• **SECCIÓN DE TEXTO**
"""

Estamos en 1907, en un destartalado laboratorio de la Universidad de Columbia (EEUU) que apestaba a papilla de plátano. Thomas H. Morgan había decidido utilizar un nuevo animal en sus experimentos de genética: la diminuta mosca de la fruta, Drosophila melanogaster. Había un problema: ¿cómo estudiar la herencia si todos los ejemplares parecen iguales?
A Morgan le hacían falta individuos reconocibles, con características genéticas diferentes. Necesitaba mutantes. De modo que comenzó a someter a sus moscas a rayos X, calor, agentes químicos, y todo aquello que, quizá, pudiera alterar los genes. Para su desesperación, no ocurrió nada hasta casi tres años después. En abril de 1910, Bridges, el discípulo con mejor vista del laboratorio, iba a vaciar una de las botellas de leche donde criaban las moscas. Afortunadamente, primero miró dentro.
Las drosófilas corrientes y molientes tienen los ojos rojos, pero en esa botella, junto a sus hermanas, revoloteaba un macho de ojos blancos.
Con aquel ejemplar se inició una revolución científica. Aparecieron muchos otros mutantes, que el equipo de Morgan sometió a ingeniosos cruzamientos. Consiguió establecer la localización de las mutaciones (y, por tanto, de los genes) dentro de las misteriosas estructuras que eran, en aquella época, los cromosomas.
Las moscas mutantes de su curioso laboratorio se convirtieron en los pilares de la Genética actual, y también de la moderna Teoría de la Evolución.

"""

• **MATERIAL PROPORCIONADO**
"""

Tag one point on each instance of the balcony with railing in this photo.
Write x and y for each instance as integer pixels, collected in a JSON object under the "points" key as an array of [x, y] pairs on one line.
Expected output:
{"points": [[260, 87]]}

"""

• **CONSIGNA 1**
Según el texto sobre los experimentos de Morgan con la mosca de la fruta, ¿a qué agentes concretos sometió Morgan a sus moscas para alterar sus genes? Enumera todos los que se nombran.
• **CONSIGNA 2**
Redacta lo que sigue del texto sobre Morgan y la mosca de la fruta, a partir del punto donde termina.

• **RESPUESTA ESCRITA 1**
Rayos X, calor y agentes químicos.

• **RESPUESTA ESCRITA 2**
¿Por qué tardaron tanto aquellos insectos en responder a las radiaciones? En realidad, los mutantes estaban ahí desde el principio, pero Morgan no podía distinguirlos. Hoy se sabe que en esas botellas nacían constantemente individuos con nuevas características genéticas, aunque pasaban inadvertidas para los científicos. Pequeñas diferencias en el número de pelillos, la habilidad para realizar el cortejo, la predisposición a ciertas enfermedades… Pero también defectos; muchos defectos. La mayoría de las mutaciones producen variaciones muy discretas, indetectables a simple vista.
Desde entonces se han creado miles de animales mutantes con la intención de entender mejor cómo funcionan los genes. Se les suprimen o se les añaden, y así se estudia qué les ocurre. Claro, que los resultados de esas investigaciones no pueden trasladarse directamente a los humanos, y con estos está terminantemente prohibido en las legislaciones de todos los países desarrollados cualquier intervención genética que afecte a la línea germinal, es decir, a la que se hereda. Por esa razón, muchas de estas investigaciones son tildadas de inútiles; pero, no obstante, se siguen invirtiendo cientos de millones de euros en ellas.